[START]

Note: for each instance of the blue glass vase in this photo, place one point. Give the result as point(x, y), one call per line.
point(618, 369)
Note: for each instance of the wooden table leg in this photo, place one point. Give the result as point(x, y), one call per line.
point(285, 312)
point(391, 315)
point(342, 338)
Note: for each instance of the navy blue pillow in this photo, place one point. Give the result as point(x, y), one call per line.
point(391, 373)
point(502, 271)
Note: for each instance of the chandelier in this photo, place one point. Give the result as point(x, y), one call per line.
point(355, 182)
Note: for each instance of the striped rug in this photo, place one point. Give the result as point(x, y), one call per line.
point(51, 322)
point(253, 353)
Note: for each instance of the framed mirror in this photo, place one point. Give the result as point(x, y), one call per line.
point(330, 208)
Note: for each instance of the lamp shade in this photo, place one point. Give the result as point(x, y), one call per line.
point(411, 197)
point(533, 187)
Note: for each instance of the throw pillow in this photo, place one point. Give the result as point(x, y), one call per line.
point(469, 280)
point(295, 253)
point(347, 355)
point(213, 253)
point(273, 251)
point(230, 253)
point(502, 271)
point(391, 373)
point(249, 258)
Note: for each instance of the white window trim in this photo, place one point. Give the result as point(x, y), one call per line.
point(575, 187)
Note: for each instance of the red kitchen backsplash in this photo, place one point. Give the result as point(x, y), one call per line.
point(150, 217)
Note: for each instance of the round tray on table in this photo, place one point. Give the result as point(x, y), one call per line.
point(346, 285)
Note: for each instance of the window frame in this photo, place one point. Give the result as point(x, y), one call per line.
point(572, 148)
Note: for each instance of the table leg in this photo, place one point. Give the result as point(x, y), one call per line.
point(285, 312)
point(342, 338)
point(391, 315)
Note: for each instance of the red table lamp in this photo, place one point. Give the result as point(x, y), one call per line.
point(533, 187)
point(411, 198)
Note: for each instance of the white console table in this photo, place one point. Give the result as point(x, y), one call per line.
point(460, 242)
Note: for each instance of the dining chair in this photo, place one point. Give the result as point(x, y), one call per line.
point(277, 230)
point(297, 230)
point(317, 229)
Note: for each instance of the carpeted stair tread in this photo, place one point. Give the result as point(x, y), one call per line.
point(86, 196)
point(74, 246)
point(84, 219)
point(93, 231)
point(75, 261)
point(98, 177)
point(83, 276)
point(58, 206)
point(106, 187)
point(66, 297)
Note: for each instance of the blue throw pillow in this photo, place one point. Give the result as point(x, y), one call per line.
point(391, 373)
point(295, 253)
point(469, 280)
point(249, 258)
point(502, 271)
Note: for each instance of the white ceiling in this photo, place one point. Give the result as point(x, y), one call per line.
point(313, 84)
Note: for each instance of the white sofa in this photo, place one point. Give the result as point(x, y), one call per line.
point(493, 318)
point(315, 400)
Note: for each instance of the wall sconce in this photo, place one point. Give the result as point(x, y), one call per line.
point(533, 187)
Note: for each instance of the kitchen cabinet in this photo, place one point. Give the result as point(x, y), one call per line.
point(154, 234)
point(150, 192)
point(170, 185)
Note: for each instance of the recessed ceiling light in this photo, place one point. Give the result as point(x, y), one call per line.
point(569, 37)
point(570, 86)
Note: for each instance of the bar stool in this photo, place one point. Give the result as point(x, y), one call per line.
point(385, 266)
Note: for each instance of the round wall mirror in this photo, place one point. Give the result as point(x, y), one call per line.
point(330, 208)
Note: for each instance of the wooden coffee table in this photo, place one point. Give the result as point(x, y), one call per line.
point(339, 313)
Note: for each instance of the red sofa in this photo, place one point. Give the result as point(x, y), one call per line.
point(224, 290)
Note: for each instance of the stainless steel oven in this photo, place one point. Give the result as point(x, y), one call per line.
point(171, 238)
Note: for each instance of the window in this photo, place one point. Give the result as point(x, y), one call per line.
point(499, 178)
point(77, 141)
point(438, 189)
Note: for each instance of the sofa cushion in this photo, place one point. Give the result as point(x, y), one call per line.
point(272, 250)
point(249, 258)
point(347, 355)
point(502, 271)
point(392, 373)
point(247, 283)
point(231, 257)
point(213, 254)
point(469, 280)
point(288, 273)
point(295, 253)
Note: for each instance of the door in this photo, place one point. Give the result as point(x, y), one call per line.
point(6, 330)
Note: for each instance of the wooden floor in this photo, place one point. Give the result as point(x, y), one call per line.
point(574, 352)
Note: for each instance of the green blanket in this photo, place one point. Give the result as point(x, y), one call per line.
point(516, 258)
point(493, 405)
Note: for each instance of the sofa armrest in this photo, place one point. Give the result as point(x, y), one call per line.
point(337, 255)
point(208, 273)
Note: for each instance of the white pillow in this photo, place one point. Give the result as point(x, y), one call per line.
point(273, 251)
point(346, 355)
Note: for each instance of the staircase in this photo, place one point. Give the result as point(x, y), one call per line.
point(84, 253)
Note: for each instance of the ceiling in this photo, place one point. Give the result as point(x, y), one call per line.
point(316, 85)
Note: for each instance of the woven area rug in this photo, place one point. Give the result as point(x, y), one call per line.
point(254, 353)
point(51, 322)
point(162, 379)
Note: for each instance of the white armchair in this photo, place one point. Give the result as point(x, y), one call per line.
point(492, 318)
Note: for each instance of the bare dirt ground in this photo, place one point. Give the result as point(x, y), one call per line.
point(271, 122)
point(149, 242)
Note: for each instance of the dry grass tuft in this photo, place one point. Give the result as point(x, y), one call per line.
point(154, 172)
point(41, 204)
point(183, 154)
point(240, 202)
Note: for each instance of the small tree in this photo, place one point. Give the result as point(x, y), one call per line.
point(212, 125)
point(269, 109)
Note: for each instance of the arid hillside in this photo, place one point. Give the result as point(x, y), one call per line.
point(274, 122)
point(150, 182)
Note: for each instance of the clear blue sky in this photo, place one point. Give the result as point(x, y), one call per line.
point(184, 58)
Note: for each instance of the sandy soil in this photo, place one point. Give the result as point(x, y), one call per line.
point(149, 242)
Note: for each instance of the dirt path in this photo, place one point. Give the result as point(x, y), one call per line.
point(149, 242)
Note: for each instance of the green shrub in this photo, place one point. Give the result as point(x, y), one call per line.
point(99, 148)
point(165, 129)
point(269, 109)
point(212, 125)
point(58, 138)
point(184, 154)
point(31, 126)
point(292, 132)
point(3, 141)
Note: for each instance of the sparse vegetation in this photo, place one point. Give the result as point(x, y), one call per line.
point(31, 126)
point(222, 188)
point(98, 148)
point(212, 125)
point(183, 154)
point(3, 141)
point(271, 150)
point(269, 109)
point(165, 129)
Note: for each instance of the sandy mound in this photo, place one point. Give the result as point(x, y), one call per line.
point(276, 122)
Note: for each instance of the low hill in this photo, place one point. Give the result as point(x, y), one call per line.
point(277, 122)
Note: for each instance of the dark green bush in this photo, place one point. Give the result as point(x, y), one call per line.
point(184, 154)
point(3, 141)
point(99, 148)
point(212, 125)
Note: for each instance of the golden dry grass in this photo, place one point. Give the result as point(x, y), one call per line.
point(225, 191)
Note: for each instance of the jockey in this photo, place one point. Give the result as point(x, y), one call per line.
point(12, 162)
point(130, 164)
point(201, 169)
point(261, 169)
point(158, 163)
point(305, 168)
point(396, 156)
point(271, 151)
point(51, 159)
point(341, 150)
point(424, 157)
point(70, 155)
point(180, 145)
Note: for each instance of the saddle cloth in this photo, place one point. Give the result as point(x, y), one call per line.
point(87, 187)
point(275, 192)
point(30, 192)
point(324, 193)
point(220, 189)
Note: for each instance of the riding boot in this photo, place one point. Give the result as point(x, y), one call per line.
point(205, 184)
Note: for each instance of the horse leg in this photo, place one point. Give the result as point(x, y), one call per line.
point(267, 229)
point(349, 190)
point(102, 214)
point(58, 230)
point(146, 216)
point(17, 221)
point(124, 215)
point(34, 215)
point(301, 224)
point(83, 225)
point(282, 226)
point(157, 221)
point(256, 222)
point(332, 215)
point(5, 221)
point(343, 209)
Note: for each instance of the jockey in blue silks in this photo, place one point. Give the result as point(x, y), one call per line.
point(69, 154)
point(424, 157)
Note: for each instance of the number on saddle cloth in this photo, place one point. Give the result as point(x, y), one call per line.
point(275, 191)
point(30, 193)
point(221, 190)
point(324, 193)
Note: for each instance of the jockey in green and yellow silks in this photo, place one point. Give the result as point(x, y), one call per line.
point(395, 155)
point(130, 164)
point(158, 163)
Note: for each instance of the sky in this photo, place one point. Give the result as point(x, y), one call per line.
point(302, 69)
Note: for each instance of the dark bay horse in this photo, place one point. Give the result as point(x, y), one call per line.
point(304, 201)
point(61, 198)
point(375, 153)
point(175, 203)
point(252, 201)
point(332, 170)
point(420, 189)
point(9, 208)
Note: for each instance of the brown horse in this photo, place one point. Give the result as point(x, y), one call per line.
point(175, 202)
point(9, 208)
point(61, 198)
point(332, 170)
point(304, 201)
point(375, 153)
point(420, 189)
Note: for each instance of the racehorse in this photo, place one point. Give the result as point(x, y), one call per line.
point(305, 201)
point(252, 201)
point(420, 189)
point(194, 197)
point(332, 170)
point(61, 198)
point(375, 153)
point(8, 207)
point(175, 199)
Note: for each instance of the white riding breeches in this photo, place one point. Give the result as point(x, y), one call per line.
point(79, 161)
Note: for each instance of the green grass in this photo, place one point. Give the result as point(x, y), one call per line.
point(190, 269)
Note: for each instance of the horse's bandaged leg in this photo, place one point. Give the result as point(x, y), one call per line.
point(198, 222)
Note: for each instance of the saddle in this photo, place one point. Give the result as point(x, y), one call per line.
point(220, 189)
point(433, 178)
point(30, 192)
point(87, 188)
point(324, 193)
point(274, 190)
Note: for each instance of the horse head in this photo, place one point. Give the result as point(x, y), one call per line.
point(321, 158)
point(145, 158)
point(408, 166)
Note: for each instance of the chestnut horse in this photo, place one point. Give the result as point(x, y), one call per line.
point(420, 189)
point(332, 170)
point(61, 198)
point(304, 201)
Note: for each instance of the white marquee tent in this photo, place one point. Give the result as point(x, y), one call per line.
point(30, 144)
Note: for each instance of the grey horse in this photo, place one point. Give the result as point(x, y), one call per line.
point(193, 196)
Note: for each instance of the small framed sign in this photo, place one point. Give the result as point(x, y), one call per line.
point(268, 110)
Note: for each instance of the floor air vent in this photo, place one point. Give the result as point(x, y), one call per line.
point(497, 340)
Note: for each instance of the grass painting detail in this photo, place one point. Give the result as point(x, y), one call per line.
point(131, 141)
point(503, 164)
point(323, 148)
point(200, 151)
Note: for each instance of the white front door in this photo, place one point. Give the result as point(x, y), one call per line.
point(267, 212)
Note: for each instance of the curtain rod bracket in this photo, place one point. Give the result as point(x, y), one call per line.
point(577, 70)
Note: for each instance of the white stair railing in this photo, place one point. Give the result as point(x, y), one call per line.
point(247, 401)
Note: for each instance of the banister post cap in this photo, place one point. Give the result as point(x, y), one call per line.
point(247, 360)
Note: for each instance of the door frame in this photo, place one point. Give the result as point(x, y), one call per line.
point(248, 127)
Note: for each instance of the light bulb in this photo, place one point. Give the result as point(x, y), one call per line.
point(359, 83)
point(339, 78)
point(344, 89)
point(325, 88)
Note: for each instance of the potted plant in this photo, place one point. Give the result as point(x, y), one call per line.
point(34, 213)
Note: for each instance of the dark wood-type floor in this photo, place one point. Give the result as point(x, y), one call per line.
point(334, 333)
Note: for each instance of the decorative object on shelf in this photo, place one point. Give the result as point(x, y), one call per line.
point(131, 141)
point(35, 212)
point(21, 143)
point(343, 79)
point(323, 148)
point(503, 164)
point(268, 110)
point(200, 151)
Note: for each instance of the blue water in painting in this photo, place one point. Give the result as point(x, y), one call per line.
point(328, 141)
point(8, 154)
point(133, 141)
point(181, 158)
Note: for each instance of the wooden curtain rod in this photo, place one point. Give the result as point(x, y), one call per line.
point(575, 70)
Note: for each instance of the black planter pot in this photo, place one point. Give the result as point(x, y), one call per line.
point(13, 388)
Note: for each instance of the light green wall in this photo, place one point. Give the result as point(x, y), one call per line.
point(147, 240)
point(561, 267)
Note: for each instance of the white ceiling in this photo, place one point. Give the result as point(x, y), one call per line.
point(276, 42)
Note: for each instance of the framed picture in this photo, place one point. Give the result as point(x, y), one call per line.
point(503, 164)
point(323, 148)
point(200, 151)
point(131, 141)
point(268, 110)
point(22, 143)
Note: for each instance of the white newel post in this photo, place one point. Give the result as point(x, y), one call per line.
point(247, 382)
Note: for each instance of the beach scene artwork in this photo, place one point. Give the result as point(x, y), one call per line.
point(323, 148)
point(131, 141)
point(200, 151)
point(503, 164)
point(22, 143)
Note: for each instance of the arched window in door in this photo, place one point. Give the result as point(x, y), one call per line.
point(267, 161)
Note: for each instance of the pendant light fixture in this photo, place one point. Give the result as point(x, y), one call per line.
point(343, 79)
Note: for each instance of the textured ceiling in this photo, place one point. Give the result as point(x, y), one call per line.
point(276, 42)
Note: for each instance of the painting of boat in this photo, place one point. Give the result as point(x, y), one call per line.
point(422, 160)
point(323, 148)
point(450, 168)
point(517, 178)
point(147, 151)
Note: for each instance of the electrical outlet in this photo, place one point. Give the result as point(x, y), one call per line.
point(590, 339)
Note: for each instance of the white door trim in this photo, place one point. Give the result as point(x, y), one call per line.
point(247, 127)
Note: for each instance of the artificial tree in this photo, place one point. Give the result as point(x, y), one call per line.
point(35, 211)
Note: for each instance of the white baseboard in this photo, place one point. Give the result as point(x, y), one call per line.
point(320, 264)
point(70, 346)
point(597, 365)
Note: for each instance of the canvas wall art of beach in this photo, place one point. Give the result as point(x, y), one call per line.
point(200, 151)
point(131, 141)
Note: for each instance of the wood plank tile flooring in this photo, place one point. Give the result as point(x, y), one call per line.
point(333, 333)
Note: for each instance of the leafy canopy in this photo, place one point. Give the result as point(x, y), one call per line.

[END]

◆ **Do this**: Only the lines from the one containing "Note: for each instance of the framed picture" to the end of the data should be printed, exactly as they stand.

◆ **Result for this task**:
Note: for each instance of the framed picture in this photo, place one point. Give the result as point(x, y), one call per line.
point(503, 164)
point(323, 148)
point(200, 151)
point(131, 141)
point(268, 110)
point(22, 143)
Note: for each instance of the white newel post in this photo, place one point. Give the result as point(x, y), one call per line.
point(247, 382)
Note: for each instance of the beach scene artwork in this photo, place one point. Give the result as point(x, y), one call per line.
point(323, 148)
point(131, 141)
point(200, 151)
point(503, 164)
point(22, 143)
Note: for each instance of the arched window in door in this photo, place one point. Give the result as point(x, y), one call per line.
point(267, 161)
Note: for each instance of the pendant light fixture in this photo, place one point. Give the result as point(x, y), one call per line.
point(343, 79)
Note: for each instance of the textured ceiling in this photo, place one point. Give the result as point(x, y), one call per line.
point(276, 42)
Note: for each instance of the painting of boat in this photo, place one point. Give the result as point(x, y), one call per line.
point(422, 160)
point(323, 148)
point(450, 168)
point(517, 178)
point(147, 151)
Note: for each instance of the electrical outlet in this photo, place one point. Give the result as point(x, y), one call per line.
point(590, 339)
Note: for each instance of the white door trim in this photo, place one point. Give the result as point(x, y), one call per line.
point(247, 127)
Note: for each instance of the artificial tree in this photo, place one point. Give the result as point(x, y), one call per line.
point(35, 211)
Note: for each instance of the white baseboard in this photo, place one point. Give the result as point(x, y), one call per line.
point(320, 264)
point(70, 346)
point(597, 365)
Note: for each instance of the canvas wall art of beach in this photo, place one point. Give the result as point(x, y), one call per line.
point(200, 151)
point(131, 141)
Note: for each instance of the wood plank tile flooring in this photo, place one point. Give the result as point(x, y), one call per line.
point(333, 333)
Note: for each instance of the leafy canopy in this photo, place one point. Give the result as point(x, y), one call per line.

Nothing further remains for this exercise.